• [BRIEF 1]: Reproduce the stretch of the unschooling post from "So I thought" through "culture, you know?".
• [BRIEF 2]: Summarize the unschooling post in two sentences.
*** SELECTED EXTRACT ***
In our dining room, at kid level, I have art supplies. I do keep the higher quality paints and inks up high but only so Zap doesn't eat them and Holly doesn't take up Interior decorating- again. They can have them down when they ask, just not when I am in the shower or on the phone. You know? This.

I have a whole huge bookcase with kid history, math, and reading books. Whole curricula..

"Hold up, lady, you just said you unschool!" Yes I did. That doesn't mean we don't learn things or enjoy using books. We all do. Especially me.

That's where something called strewing comes into play. Strewing is where we make available items of interest and leave them in accessible places to be found and explored at will.

So I thought about how we will handle school this year, since I am going back to work away from home a couple days a week and fall is pretty busy with deliveries and craziness of farm stuff. My kids have been begging to learn more about China, love Chinese food, music, and art. We've also fielded some questions from them about why we don't buy Made in China products (we actually do though), especially packaged food and art supplies (which end up as food unintentionally toddler style). A really negative bias has crept up in our whole culture regarding products from China, mostly from teh massive lead poisoning issues that have happened. Plus we like to buy local, as local as possible in all things. But that doesn't mean we have to bash a whole culture, you know?

And I realized too that I know very little about China. I mean, I have seen Mulan a million times with the kids, and I know I like crab Rangoon, and I can point to China on the map....and that's about it really.

So what better way to organize our lives and learning than to have mama learn some more about China? And that's how we'll do this, I will learn and do projects and if they are interested then they can too. I plan on creating a syllabus, with books and supplies provided for each mini lesson, here on the blog, in case anyone wants to replicate what we are doing. Label will be China, Dragons, and Yummies.

A brief summary of items we will cover in the groupings:

Art: watercolor, calligraphy, kite making, origami, paper making
Culture: Tea ceremonies, religion, etiquette, medicine, agriculture, puppetry
History: Time lines
Geography and cooking are paired. We'll study regional cuisines and cook them every week, in reference to regions and types of ingredients. Food can really be a good way to teach other aspects of culture. Plus, YUMMY. Oh, and animals. Geography=animals to my kids. Maybe a zoo trip.
*** End of SELECTED EXTRACT ***
*** EXTRACTED ENTRIES ***
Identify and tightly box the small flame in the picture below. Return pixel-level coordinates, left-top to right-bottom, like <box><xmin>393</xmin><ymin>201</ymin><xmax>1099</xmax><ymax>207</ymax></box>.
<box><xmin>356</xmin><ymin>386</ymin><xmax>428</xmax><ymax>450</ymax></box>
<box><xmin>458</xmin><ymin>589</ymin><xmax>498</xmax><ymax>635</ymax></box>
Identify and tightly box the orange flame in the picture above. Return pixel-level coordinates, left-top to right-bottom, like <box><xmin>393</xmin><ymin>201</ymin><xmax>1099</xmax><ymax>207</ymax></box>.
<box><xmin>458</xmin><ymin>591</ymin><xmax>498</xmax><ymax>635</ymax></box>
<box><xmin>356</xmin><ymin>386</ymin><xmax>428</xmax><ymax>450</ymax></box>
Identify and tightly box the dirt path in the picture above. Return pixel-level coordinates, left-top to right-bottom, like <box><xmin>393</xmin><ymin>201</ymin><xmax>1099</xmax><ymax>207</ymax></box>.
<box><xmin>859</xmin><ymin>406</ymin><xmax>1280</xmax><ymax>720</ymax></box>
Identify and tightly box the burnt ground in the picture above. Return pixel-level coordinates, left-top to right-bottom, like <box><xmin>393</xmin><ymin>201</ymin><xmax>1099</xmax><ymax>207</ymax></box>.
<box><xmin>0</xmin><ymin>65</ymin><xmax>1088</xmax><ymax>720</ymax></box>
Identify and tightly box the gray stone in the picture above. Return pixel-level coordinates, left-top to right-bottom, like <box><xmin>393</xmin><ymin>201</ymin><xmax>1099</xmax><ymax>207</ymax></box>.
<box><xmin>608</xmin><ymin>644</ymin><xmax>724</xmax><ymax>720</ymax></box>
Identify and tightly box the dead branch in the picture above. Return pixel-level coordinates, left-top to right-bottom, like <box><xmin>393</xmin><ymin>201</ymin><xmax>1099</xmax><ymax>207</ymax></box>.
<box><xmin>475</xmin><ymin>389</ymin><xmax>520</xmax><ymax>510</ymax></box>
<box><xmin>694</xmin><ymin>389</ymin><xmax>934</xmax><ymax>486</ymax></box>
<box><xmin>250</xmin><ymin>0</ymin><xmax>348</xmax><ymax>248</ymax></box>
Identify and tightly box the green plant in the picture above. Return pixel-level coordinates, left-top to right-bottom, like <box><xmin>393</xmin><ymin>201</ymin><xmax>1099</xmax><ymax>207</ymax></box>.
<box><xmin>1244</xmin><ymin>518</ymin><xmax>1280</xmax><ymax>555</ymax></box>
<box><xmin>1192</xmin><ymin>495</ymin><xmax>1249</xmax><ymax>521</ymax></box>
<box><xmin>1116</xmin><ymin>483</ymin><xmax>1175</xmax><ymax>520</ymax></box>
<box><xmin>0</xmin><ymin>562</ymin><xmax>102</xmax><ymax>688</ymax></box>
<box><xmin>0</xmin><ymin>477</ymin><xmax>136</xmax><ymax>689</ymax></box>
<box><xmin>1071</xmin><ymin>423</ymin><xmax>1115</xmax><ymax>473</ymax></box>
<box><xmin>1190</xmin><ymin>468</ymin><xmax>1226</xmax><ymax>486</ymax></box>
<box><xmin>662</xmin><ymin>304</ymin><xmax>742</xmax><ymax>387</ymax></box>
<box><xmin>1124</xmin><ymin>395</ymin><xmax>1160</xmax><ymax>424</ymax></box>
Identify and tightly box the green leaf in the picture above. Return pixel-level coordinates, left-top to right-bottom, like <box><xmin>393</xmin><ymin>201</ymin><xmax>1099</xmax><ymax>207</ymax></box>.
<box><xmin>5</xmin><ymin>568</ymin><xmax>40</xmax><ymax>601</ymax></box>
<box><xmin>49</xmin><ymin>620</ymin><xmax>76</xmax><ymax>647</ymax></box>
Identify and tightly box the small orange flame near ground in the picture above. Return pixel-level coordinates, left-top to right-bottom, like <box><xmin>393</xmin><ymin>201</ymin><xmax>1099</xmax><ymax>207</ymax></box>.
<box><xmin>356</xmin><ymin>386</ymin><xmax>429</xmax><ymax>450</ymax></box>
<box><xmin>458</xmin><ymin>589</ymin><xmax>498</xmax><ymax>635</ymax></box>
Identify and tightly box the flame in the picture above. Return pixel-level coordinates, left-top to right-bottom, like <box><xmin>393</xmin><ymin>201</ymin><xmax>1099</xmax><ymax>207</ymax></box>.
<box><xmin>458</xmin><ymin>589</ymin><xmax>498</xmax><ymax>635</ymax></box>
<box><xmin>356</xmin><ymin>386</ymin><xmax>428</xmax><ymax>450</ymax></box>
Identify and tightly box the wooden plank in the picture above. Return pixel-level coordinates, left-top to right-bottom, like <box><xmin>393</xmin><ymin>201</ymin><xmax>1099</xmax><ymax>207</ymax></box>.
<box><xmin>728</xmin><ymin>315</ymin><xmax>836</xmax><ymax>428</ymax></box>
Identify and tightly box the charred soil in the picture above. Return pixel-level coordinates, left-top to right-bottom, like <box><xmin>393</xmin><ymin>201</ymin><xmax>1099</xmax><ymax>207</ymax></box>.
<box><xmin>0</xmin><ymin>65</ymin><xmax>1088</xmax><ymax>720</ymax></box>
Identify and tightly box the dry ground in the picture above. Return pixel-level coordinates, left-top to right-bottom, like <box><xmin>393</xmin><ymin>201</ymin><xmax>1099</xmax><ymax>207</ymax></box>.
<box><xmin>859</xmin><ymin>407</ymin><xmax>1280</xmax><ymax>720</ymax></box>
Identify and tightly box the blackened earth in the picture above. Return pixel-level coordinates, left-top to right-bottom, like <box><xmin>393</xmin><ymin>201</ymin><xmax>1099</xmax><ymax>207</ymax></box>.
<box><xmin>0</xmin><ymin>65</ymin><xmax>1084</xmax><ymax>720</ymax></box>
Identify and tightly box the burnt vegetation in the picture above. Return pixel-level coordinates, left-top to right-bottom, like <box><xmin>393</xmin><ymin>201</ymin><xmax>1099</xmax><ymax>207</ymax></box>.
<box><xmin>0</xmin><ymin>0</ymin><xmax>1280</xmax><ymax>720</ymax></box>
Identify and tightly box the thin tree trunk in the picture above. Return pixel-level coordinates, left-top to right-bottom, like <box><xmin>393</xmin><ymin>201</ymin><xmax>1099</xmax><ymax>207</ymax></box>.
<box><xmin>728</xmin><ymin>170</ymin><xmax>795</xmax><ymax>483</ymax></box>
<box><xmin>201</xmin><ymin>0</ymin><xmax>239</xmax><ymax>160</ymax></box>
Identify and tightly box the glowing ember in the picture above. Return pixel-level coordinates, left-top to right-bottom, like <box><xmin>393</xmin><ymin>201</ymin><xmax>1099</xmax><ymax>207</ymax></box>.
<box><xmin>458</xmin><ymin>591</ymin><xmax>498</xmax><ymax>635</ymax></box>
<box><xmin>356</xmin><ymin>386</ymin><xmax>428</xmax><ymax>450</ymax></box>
*** End of EXTRACTED ENTRIES ***
• [ANSWER AREA 1]:
So I thought about how we will handle school this year, since I am going back to work away from home a couple days a week and fall is pretty busy with deliveries and craziness of farm stuff. My kids have been begging to learn more about China, love Chinese food, music, and art. We've also fielded some questions from them about why we don't buy Made in China products (we actually do though), especially packaged food and art supplies (which end up as food unintentionally toddler style). A really negative bias has crept up in our whole culture regarding products from China, mostly from teh massive lead poisoning issues that have happened. Plus we like to buy local, as local as possible in all things. But that doesn't mean we have to bash a whole culture, you know?

• [ANSWER AREA 2]: The writer unschools but keeps art supplies and whole curricula at home, relying on strewing: leaving items of interest in accessible places to be found and explored at will. Because the children want to learn about China and the writer knows little about it, the writer plans to learn about China and do projects the children can join if interested, posting a syllabus on the blog that covers art, culture, history, and geography paired with cooking.